◆ Exercise prompt: The printed result should hold only the lines from the opening of the data through the line bearing "<point>93,228</point>", exactly as given and without pictures.

Records from a dataset:
####################
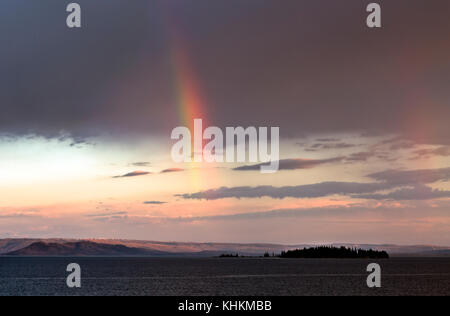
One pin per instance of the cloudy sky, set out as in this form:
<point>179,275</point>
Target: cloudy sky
<point>86,117</point>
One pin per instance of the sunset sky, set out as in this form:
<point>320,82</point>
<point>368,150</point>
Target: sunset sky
<point>364,117</point>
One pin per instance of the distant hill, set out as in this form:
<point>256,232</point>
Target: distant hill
<point>81,248</point>
<point>157,248</point>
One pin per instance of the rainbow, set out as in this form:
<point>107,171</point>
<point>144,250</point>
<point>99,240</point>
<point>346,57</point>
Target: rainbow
<point>190,101</point>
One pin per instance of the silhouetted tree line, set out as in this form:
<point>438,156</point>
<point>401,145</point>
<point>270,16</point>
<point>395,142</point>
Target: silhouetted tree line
<point>334,252</point>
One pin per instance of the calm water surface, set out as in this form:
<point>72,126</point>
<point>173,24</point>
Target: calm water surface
<point>227,277</point>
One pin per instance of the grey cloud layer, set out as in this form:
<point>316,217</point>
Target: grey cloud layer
<point>292,164</point>
<point>116,74</point>
<point>409,185</point>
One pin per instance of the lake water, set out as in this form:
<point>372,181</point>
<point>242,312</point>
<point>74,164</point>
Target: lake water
<point>225,277</point>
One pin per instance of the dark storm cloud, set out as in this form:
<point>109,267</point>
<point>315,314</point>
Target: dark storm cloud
<point>306,66</point>
<point>443,151</point>
<point>300,191</point>
<point>408,185</point>
<point>293,164</point>
<point>133,174</point>
<point>154,202</point>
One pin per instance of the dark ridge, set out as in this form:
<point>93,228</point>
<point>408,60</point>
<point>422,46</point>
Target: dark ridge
<point>81,248</point>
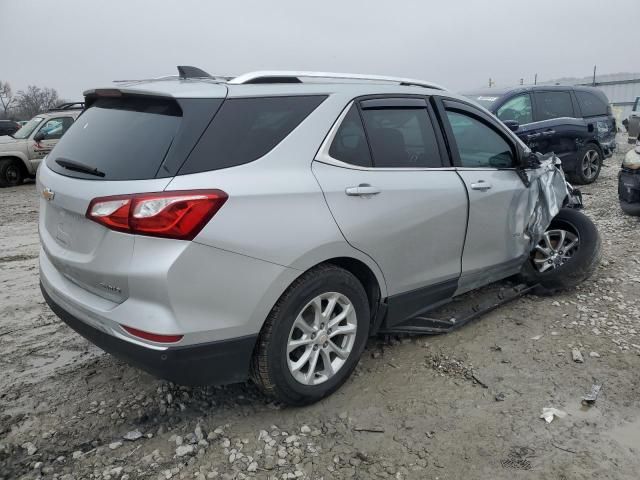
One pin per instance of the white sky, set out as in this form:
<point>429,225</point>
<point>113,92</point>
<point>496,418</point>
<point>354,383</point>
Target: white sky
<point>72,45</point>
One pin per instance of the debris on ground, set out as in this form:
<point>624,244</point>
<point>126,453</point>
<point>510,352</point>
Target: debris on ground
<point>577,355</point>
<point>550,413</point>
<point>590,398</point>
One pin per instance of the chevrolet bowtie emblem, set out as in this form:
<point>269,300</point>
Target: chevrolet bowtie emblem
<point>48,194</point>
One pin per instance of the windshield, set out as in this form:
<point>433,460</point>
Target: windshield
<point>29,127</point>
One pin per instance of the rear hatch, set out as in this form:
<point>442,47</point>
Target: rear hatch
<point>122,144</point>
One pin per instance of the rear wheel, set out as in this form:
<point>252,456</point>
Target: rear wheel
<point>588,165</point>
<point>566,255</point>
<point>313,337</point>
<point>11,173</point>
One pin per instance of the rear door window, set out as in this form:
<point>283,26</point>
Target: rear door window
<point>401,138</point>
<point>350,143</point>
<point>553,105</point>
<point>591,105</point>
<point>517,109</point>
<point>126,138</point>
<point>246,129</point>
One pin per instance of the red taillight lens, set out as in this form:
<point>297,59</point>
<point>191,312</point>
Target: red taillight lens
<point>179,215</point>
<point>154,337</point>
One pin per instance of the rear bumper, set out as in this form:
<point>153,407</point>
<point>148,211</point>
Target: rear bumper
<point>214,363</point>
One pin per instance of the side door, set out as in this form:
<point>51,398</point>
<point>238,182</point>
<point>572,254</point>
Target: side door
<point>485,157</point>
<point>557,125</point>
<point>53,129</point>
<point>394,195</point>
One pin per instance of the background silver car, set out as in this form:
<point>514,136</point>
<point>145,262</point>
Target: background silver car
<point>207,229</point>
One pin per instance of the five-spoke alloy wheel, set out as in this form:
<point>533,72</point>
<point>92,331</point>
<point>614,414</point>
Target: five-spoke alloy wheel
<point>313,337</point>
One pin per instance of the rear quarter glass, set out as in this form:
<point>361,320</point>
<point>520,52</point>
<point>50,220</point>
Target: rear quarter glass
<point>246,129</point>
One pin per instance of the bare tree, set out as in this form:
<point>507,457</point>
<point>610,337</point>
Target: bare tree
<point>7,100</point>
<point>35,100</point>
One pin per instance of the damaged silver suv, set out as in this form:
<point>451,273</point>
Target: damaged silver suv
<point>264,226</point>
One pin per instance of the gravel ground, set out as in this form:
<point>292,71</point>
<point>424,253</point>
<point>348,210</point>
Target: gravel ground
<point>462,405</point>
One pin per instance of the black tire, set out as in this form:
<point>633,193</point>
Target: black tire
<point>584,172</point>
<point>579,266</point>
<point>632,209</point>
<point>269,368</point>
<point>11,173</point>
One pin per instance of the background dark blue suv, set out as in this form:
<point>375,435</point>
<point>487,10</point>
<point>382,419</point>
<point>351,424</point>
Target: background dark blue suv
<point>576,123</point>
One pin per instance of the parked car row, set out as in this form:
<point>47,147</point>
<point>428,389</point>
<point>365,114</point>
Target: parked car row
<point>209,229</point>
<point>22,150</point>
<point>575,123</point>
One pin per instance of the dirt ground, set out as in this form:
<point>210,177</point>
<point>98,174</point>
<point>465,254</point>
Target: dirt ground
<point>463,405</point>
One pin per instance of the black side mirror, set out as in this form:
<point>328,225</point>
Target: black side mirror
<point>512,125</point>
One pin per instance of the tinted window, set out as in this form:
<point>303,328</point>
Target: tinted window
<point>554,105</point>
<point>517,109</point>
<point>126,138</point>
<point>246,129</point>
<point>478,144</point>
<point>56,127</point>
<point>591,105</point>
<point>401,138</point>
<point>350,143</point>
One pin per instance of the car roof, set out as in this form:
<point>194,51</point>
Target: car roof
<point>274,83</point>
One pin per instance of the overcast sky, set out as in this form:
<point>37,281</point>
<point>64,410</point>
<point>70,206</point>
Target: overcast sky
<point>72,45</point>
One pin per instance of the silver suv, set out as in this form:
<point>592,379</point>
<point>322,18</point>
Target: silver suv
<point>209,229</point>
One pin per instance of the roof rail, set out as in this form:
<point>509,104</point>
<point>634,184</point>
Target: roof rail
<point>275,76</point>
<point>67,106</point>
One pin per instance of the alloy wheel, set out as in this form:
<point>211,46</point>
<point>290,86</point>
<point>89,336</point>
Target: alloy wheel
<point>321,338</point>
<point>556,248</point>
<point>590,164</point>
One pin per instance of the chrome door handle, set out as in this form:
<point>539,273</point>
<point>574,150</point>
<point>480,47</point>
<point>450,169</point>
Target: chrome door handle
<point>362,190</point>
<point>481,185</point>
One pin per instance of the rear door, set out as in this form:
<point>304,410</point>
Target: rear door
<point>485,158</point>
<point>395,197</point>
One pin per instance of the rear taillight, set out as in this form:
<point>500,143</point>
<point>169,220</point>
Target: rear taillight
<point>154,337</point>
<point>179,215</point>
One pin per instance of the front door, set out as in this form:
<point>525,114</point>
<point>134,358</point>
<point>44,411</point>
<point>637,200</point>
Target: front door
<point>485,158</point>
<point>395,197</point>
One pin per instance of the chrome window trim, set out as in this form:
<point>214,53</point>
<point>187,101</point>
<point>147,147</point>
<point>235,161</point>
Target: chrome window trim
<point>323,152</point>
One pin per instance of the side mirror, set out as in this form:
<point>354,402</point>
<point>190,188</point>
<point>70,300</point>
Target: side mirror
<point>512,125</point>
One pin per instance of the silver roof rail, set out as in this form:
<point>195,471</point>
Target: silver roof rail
<point>282,76</point>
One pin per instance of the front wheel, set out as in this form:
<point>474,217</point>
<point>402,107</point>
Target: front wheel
<point>566,255</point>
<point>588,165</point>
<point>11,173</point>
<point>313,338</point>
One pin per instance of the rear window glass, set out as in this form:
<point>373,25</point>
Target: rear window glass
<point>554,105</point>
<point>125,138</point>
<point>246,129</point>
<point>591,105</point>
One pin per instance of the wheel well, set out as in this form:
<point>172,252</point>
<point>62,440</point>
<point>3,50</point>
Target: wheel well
<point>366,277</point>
<point>23,167</point>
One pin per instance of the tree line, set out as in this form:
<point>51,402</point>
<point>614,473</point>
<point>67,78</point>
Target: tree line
<point>25,104</point>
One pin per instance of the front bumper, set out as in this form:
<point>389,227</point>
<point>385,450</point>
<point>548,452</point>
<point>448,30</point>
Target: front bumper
<point>213,363</point>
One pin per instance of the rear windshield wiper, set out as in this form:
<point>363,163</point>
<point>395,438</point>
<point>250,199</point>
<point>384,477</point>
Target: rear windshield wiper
<point>79,167</point>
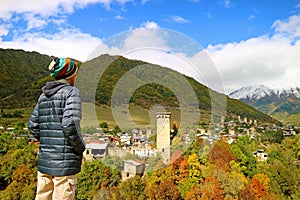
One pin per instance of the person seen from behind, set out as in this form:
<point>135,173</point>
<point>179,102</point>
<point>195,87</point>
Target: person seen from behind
<point>55,122</point>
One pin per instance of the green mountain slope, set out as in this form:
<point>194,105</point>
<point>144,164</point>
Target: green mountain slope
<point>21,85</point>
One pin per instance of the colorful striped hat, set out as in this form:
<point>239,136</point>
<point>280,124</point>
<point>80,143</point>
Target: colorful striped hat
<point>62,68</point>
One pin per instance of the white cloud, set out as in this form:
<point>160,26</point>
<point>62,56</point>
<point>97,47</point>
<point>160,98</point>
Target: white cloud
<point>267,60</point>
<point>149,24</point>
<point>34,22</point>
<point>289,29</point>
<point>180,19</point>
<point>66,43</point>
<point>177,19</point>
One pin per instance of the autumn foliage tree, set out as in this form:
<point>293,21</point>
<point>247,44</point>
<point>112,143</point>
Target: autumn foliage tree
<point>220,155</point>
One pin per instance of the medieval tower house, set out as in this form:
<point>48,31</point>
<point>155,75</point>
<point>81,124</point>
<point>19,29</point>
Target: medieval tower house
<point>163,140</point>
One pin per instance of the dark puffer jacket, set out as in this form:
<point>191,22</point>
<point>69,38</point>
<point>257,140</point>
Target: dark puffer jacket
<point>55,122</point>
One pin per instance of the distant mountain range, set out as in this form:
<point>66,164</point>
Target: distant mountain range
<point>282,104</point>
<point>24,73</point>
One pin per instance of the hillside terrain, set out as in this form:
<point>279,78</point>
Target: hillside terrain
<point>21,85</point>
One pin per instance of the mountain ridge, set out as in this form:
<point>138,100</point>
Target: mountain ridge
<point>280,103</point>
<point>145,96</point>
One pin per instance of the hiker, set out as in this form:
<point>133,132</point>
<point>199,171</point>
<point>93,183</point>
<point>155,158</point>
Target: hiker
<point>55,123</point>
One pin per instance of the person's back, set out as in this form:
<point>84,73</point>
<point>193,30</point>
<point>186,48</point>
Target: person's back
<point>55,122</point>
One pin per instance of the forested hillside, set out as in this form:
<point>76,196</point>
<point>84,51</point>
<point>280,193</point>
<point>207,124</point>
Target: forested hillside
<point>228,171</point>
<point>24,74</point>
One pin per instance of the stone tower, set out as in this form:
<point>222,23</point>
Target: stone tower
<point>163,140</point>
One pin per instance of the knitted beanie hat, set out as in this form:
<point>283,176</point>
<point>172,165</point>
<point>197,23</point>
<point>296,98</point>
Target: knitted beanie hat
<point>62,68</point>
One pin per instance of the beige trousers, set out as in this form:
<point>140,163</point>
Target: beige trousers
<point>55,188</point>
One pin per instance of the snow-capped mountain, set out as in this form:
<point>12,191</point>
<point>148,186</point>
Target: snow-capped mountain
<point>251,92</point>
<point>280,103</point>
<point>260,91</point>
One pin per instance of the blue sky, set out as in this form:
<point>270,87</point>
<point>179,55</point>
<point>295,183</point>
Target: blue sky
<point>249,42</point>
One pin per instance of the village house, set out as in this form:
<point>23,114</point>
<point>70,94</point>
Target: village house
<point>133,168</point>
<point>95,149</point>
<point>260,154</point>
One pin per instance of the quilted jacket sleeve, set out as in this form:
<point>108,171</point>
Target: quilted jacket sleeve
<point>33,124</point>
<point>71,120</point>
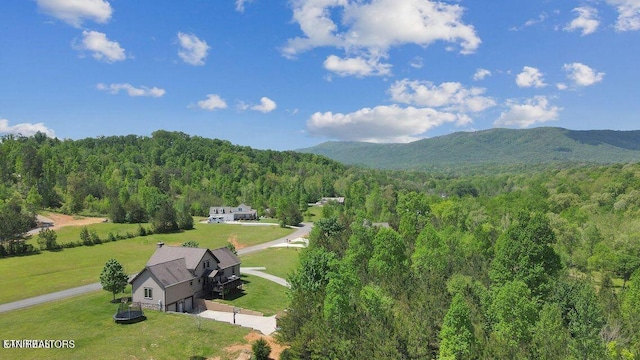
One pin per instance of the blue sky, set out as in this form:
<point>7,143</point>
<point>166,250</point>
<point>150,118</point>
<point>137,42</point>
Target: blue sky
<point>292,74</point>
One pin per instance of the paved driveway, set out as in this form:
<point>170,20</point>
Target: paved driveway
<point>264,324</point>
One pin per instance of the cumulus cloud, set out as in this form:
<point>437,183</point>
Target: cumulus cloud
<point>25,129</point>
<point>533,111</point>
<point>530,77</point>
<point>212,102</point>
<point>266,105</point>
<point>480,74</point>
<point>628,14</point>
<point>380,124</point>
<point>240,5</point>
<point>587,20</point>
<point>541,18</point>
<point>451,96</point>
<point>193,50</point>
<point>369,29</point>
<point>131,90</point>
<point>101,47</point>
<point>74,12</point>
<point>416,62</point>
<point>582,75</point>
<point>357,66</point>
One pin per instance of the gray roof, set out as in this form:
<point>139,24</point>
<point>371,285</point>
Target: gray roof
<point>226,258</point>
<point>192,256</point>
<point>171,272</point>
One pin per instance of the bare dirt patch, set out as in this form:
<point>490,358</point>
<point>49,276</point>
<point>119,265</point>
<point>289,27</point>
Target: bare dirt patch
<point>62,220</point>
<point>243,352</point>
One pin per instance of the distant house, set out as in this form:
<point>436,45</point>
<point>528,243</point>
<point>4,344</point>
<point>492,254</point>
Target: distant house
<point>325,200</point>
<point>175,276</point>
<point>227,213</point>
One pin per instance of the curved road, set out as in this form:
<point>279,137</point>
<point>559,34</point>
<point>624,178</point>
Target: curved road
<point>301,231</point>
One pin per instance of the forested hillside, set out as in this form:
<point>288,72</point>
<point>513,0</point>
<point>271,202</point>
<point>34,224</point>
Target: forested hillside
<point>542,265</point>
<point>464,151</point>
<point>164,179</point>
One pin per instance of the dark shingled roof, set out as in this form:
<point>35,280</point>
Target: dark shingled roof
<point>171,272</point>
<point>192,256</point>
<point>225,257</point>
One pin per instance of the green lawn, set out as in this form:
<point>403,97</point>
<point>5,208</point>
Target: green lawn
<point>313,213</point>
<point>260,295</point>
<point>27,276</point>
<point>88,321</point>
<point>277,261</point>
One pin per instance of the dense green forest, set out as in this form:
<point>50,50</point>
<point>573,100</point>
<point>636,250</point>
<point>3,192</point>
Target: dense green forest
<point>165,179</point>
<point>536,262</point>
<point>541,265</point>
<point>491,150</point>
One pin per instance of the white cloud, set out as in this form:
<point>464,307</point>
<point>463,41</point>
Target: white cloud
<point>74,12</point>
<point>480,74</point>
<point>369,29</point>
<point>380,124</point>
<point>240,5</point>
<point>451,96</point>
<point>416,62</point>
<point>541,18</point>
<point>101,47</point>
<point>533,111</point>
<point>25,129</point>
<point>628,14</point>
<point>530,77</point>
<point>357,66</point>
<point>212,102</point>
<point>193,50</point>
<point>582,75</point>
<point>587,20</point>
<point>266,105</point>
<point>131,90</point>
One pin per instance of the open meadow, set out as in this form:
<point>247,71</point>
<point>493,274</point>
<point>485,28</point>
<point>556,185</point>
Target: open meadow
<point>26,276</point>
<point>87,320</point>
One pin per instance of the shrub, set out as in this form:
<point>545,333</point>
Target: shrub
<point>261,349</point>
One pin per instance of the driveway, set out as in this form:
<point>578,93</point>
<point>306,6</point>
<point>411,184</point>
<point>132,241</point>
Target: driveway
<point>264,324</point>
<point>300,232</point>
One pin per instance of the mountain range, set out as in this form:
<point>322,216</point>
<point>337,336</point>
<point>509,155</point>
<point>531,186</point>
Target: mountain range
<point>490,148</point>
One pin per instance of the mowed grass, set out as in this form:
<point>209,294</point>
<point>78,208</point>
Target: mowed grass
<point>27,276</point>
<point>87,320</point>
<point>277,261</point>
<point>260,295</point>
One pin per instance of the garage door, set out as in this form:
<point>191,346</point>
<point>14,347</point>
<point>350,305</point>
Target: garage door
<point>171,307</point>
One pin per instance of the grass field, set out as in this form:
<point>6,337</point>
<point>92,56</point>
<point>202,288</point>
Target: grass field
<point>27,276</point>
<point>277,261</point>
<point>260,295</point>
<point>88,321</point>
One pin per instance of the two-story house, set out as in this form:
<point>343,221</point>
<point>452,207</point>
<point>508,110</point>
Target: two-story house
<point>174,276</point>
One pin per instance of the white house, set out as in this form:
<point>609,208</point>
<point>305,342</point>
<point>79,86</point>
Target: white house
<point>219,214</point>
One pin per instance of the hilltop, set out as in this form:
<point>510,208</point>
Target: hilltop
<point>487,148</point>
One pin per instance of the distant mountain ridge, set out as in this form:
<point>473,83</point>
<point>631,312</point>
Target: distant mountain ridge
<point>494,147</point>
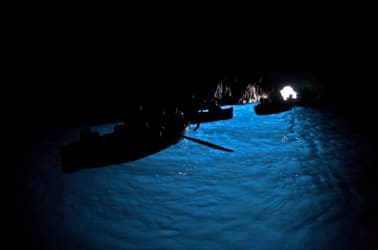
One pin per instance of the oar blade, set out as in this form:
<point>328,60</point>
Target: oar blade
<point>211,145</point>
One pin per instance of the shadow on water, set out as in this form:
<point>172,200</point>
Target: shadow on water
<point>298,179</point>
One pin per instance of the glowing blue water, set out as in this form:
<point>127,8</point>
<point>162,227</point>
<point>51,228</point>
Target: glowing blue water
<point>290,184</point>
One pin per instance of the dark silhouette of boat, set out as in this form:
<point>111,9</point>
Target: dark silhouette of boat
<point>212,114</point>
<point>124,144</point>
<point>272,107</point>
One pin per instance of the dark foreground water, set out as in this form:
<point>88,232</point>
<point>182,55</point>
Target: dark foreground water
<point>297,180</point>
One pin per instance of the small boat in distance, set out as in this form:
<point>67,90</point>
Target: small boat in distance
<point>212,114</point>
<point>267,107</point>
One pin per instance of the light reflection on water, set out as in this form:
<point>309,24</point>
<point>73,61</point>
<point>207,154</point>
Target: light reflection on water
<point>290,184</point>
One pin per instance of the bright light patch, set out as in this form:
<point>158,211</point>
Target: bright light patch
<point>287,91</point>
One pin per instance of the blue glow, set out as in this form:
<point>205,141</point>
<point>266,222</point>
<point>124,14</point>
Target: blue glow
<point>288,91</point>
<point>290,184</point>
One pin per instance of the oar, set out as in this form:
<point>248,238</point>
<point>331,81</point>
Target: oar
<point>211,145</point>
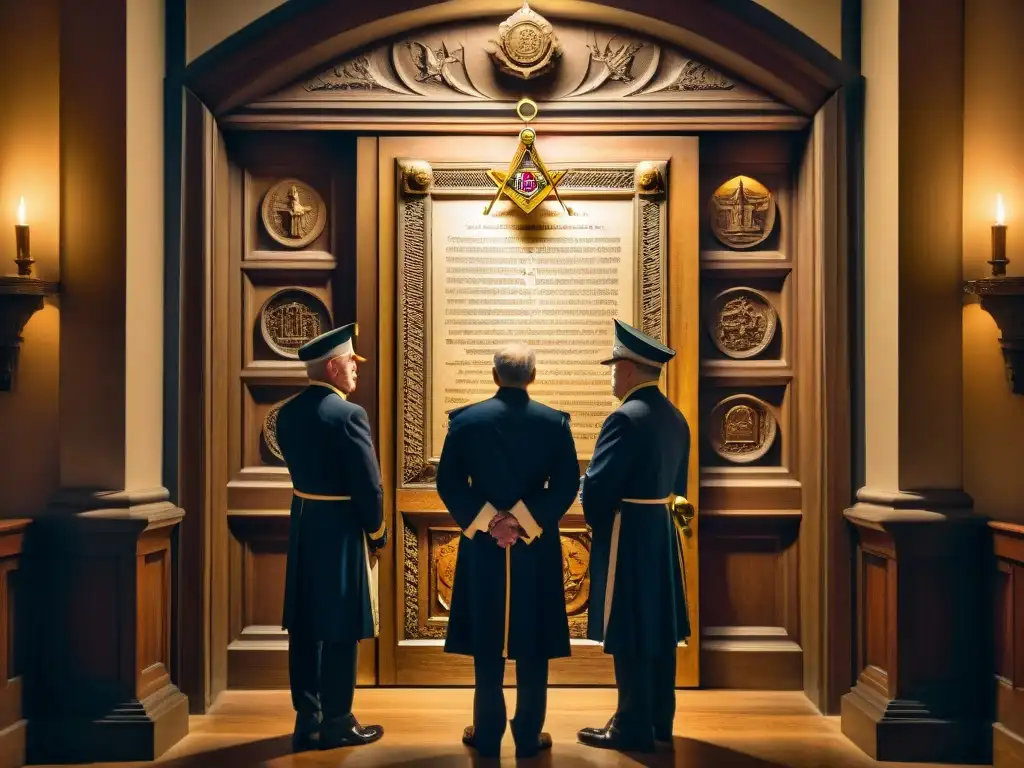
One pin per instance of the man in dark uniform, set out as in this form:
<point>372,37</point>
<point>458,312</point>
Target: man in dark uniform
<point>508,473</point>
<point>637,600</point>
<point>337,525</point>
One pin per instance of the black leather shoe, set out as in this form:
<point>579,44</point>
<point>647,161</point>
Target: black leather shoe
<point>306,733</point>
<point>469,738</point>
<point>530,751</point>
<point>346,731</point>
<point>610,737</point>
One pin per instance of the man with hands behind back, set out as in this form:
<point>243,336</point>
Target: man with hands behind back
<point>508,473</point>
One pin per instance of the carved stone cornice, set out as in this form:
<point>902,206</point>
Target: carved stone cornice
<point>465,68</point>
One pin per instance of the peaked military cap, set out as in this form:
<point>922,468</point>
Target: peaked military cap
<point>635,345</point>
<point>332,344</point>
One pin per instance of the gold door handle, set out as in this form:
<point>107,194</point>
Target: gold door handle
<point>684,513</point>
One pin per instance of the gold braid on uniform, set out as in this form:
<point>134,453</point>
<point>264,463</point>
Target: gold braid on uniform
<point>379,534</point>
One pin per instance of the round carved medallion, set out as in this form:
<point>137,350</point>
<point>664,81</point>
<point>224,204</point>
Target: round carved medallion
<point>270,429</point>
<point>741,212</point>
<point>742,428</point>
<point>290,318</point>
<point>445,556</point>
<point>576,573</point>
<point>741,322</point>
<point>294,213</point>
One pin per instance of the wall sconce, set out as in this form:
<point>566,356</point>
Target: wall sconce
<point>20,297</point>
<point>1003,298</point>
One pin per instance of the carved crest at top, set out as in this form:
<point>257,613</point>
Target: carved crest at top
<point>469,65</point>
<point>526,45</point>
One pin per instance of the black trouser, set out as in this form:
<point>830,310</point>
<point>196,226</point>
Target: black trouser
<point>488,701</point>
<point>646,694</point>
<point>322,676</point>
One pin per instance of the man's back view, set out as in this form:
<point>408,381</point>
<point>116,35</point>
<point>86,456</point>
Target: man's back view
<point>508,473</point>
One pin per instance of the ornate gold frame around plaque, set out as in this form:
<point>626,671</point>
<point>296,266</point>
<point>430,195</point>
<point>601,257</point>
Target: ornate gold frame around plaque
<point>741,322</point>
<point>526,46</point>
<point>741,212</point>
<point>742,428</point>
<point>527,182</point>
<point>293,213</point>
<point>291,317</point>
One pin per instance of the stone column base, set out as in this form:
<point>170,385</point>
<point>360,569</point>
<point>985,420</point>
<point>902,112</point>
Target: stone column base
<point>102,689</point>
<point>921,630</point>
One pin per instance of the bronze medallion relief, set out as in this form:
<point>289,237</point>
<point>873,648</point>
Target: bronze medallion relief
<point>526,46</point>
<point>741,212</point>
<point>741,322</point>
<point>290,318</point>
<point>293,213</point>
<point>270,429</point>
<point>742,428</point>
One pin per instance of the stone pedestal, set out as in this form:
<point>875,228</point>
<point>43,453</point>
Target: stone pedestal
<point>921,693</point>
<point>102,689</point>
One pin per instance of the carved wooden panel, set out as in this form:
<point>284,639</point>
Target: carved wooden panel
<point>468,66</point>
<point>1008,636</point>
<point>430,546</point>
<point>750,602</point>
<point>290,267</point>
<point>13,633</point>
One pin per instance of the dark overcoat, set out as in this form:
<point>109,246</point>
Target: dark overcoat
<point>637,594</point>
<point>509,602</point>
<point>337,516</point>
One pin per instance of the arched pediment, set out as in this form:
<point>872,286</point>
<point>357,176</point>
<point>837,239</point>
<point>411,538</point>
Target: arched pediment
<point>740,56</point>
<point>567,67</point>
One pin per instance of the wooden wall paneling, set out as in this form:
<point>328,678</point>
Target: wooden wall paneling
<point>13,632</point>
<point>1008,647</point>
<point>753,513</point>
<point>752,623</point>
<point>360,238</point>
<point>256,510</point>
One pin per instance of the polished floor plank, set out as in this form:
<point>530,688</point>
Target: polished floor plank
<point>423,726</point>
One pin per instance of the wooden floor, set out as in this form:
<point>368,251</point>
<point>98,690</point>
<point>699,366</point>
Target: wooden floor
<point>423,727</point>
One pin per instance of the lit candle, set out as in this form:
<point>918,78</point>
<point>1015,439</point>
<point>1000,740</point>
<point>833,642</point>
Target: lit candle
<point>999,260</point>
<point>24,259</point>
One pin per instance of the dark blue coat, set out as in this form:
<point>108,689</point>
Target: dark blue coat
<point>509,602</point>
<point>330,591</point>
<point>642,453</point>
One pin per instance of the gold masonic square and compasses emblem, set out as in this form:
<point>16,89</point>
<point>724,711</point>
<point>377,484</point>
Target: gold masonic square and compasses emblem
<point>527,181</point>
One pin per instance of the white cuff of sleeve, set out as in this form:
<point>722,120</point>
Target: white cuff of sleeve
<point>481,520</point>
<point>525,519</point>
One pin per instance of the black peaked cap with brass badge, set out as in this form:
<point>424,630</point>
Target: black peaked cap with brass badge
<point>332,344</point>
<point>637,346</point>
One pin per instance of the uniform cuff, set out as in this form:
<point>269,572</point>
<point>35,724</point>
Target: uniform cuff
<point>481,520</point>
<point>526,521</point>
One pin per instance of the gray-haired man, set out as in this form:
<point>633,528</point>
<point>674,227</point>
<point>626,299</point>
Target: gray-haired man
####################
◆ Finished task:
One pin per instance of the cloudy sky, set out as in this form:
<point>179,275</point>
Target: cloudy sky
<point>86,117</point>
One pin per instance of the sunset sky, set out as in this form:
<point>320,82</point>
<point>368,150</point>
Target: sunset sky
<point>364,117</point>
One pin per instance of the distant hill, set out as in this form:
<point>256,232</point>
Target: distant hill
<point>81,248</point>
<point>157,248</point>
One pin per instance of the rainbow, set out as in this form:
<point>107,171</point>
<point>144,250</point>
<point>99,240</point>
<point>346,57</point>
Target: rainbow
<point>190,101</point>
One pin per instance of the silhouetted tree line, set out as in this form:
<point>438,156</point>
<point>401,145</point>
<point>270,16</point>
<point>395,142</point>
Target: silhouetted tree line
<point>334,252</point>
One pin per instance of the calm water surface, set out as in this form:
<point>72,126</point>
<point>173,24</point>
Target: calm water surface
<point>227,277</point>
One pin per instance of the grey cloud layer, set out as in this form:
<point>316,217</point>
Target: grey cloud layer
<point>292,164</point>
<point>116,74</point>
<point>409,185</point>
One pin per instance of the lake water, set out as in this form:
<point>372,181</point>
<point>242,312</point>
<point>74,164</point>
Target: lake water
<point>225,277</point>
One pin per instance of the dark storm cloud, set out as in this form:
<point>109,267</point>
<point>315,314</point>
Target: dark storm cloud
<point>306,66</point>
<point>443,151</point>
<point>300,191</point>
<point>408,185</point>
<point>293,164</point>
<point>133,174</point>
<point>154,202</point>
One pin per instance of the dark ridge, set out as in this form:
<point>93,228</point>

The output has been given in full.